▶ [Goal]: Extract every line of the rows below that contains the string "grain", treating case as significant.

(Dataset excerpt)
[Start]
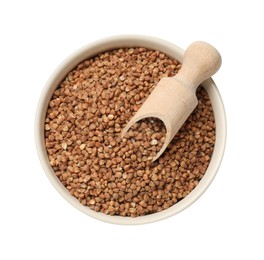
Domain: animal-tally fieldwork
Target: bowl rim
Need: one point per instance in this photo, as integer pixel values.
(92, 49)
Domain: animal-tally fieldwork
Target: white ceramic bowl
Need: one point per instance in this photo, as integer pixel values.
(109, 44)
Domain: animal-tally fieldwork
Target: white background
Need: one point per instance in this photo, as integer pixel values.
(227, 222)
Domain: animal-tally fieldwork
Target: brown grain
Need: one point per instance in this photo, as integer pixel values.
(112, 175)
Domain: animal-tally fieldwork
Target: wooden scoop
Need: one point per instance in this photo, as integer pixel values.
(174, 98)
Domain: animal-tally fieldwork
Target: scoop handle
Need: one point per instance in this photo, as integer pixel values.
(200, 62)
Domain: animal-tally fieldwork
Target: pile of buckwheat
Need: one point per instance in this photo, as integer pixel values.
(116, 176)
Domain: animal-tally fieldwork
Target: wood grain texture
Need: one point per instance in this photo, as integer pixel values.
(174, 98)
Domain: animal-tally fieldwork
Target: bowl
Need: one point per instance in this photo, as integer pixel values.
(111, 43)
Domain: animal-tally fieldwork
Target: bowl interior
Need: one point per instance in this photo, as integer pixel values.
[End]
▶ [Worked solution]:
Target: brown grain
Target: wood grain texture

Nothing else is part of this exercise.